## EXERCISE SET
1. Put every line of the records below the Seneca math article into a numbered list, skipping blank lines and leaving out the pictures.
2. Write what comes next in the Seneca math article below, starting right after its last sentence.

## SUPPLIED PASSAGE
Lead Stories
Parents: New math just doesn't add up
By Jeff Lehr
jlehr@joplinglobe.com
SENECA, Mo. - Seneca sixth-graders' goat problems have been getting the goat of some of their parents.
About 30 parents recently formed the Disconnected Parents Group to voice opposition to reform-mathematics curricula implemented at the elementary and middle-school levels of the Seneca R-7 School District.
"I'm not a parent who's upset because I have a child who isn't doing well," said Nancy Brownen, the mother of a fifth-grade girl and sixth-grade boy in Seneca schools.
Her children are getting good grades, she said. But the district's new approach to teaching math has left her scratching her head and wondering whether the district is failing to teach pupils the basic math skills they need to succeed in life.
Until recently, the math homework her children and other pupils were taking home was requiring them to spend several hours every night just on math, she said. And it wasn't the type of exercises that comes to mind when most people think of math homework.
For example:
The Jacobsens keep their goat on a 3-meter chain connected to a metal hook in the ground.
A) They chained the goat to the metal hook in the center of their big yard. What area of grass can the goat reach to eat? Sketch a picture and show your work.
B) Sometimes they chain the goat to the corner of a shed that is 5 meters by 4 meters. The 3-meter chain is attached to the base of the wall at ground level. What is the area of grass that the goat can reach? Show and explain your work.
C) What if the hook was attached at ground level to the center of the 4-meter wall? Would the amount of grass it could reach be greater? Justify your answer.
Deeper thinking
Such "new" math is called Connected Mathematics on the middle-school level and Everyday Math on the elementary level. The Seneca School District implemented Everyday Math three years ago at the elementary level. The district started implementing Connected Mathematics last year in grades six through eight and is fully implementing it this year in the sixth grade.

## DATA SHOWN
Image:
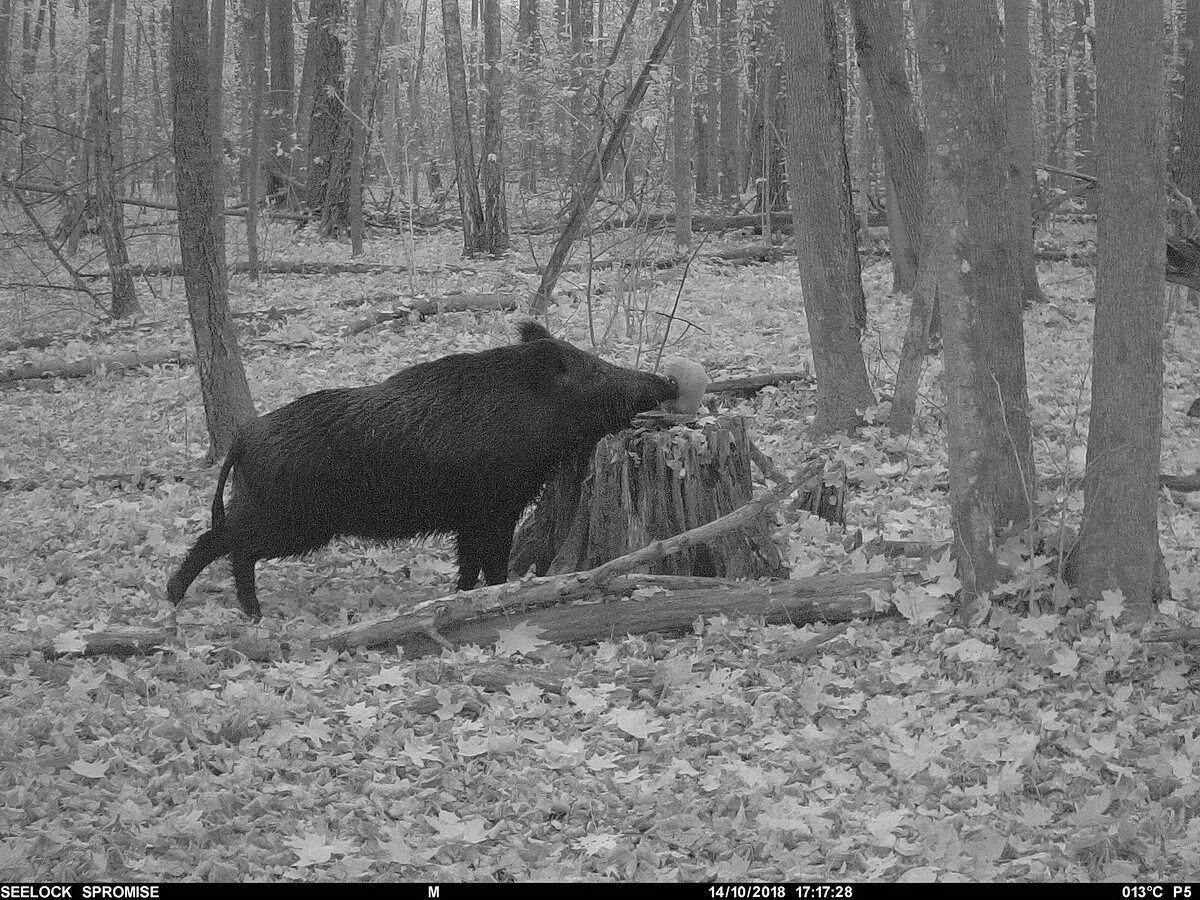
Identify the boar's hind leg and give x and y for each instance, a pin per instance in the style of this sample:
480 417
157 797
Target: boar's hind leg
486 549
211 545
244 581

## ANSWERS TO THE EXERCISE
1.
1. Image:
2. Identify the boar's hind leg and give x and y for each instance, a pin per instance in the style of this sample:
3. 480 417
4. 157 797
5. Target: boar's hind leg
6. 486 549
7. 211 545
8. 244 581

2.
"Teaching traditional math has not been effective," said Georgianna McGriff, director of curriculum for Seneca schools.
Scores for the middle school on the math portion of the Missouri Assessment Program tests in 2003 and 2004 fell short of the federal No Child Left Behind program's requirement that school districts show a certain percentage of students testing out at the top two levels, Proficient or Advanced. So Seneca got placed in the federal School Improvement Program, which required that the district implement a research-based math program.
"What we were seeing is that students didn't understand the connection between all the various strands of mathematics," McGriff said. "These reform-math programs try to teach connections among all the math strands."
She said the focus of Connected Mathematics is on learning the underlying concepts of math through problem-solving and not just repetitive math exercises. Seneca is receiving $69,000 in federal money over the course of two years to implement the program.
The National Science Foundation funded the Connected Mathematics Project between 1991 and 1997 at Michigan State University.
It was an effort to develop a complete mathematics curriculum for the middle-school grades that would begin to address deficiencies in the teaching of mathematics in the United States that were showing up in international studies. The Connected Mathematics Project curriculum underwent a five-year scrutiny beginning in 2000 that included reviews, revision, field-testing and evaluation.
Research-backed
Connected Mathematics has been used in all 50 states and some foreign countries. Seneca is not the only school district in Southwest Missouri to implement it. Webb City schools have had it for a few years, and Springfield schools recently took it up.
The Southwest Center for Educational Excellence in Webb City is administering a $3.5 million project for the National Science Foundation that includes the teaching of Everyday Math and Connected Mathematics in 10 school districts in Southwest Missouri, including McDonald County and Westview Elementary School in Newton County. The project is known as the Ozark Rural Systemic Initiative.
Janna Gordanier, the project director, defends the reform-math programs as highly researched.
"The reason the NSF funded these projects across the nation is because research showed how poorly our students were doing in comparison with students in the rest of the world," Gordanier said.
She said the project is "not a country thing" so much as an attempt to implement the best practices and what research shows works best.
The project, which started in 2002, hasn't produced any pupils yet who have completed grades three through eight under the reform-math curricula. But early results are promising, Gordanier said. Of 21 Southwest Missouri districts using the curricula for three years, 15 improved their numbers of students scoring at the Proficient and Advanced levels on the mathematics portion of MAP tests, four districts stayed the same, and just two districts had declining numbers.
John Lannin, a professor of mathematics education at the University of Missouri-Columbia, said the teaching of math traditionally has involved a heavy emphasis on repetition. Students learn the rules of math through repetitive exercises.
"Many students don't know why, or invent reasons why, these rules work," Lannin said.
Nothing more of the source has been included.